**Task directions:** Repeat, exactly and completely, the entries shown underneath.

**Exercise inputs:**
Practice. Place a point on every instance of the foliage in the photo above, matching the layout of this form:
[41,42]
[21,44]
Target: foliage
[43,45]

**Task answer:**
Practice. Place a point on every instance of the foliage in the photo above, matching the layout of this form:
[41,42]
[21,44]
Target: foliage
[43,45]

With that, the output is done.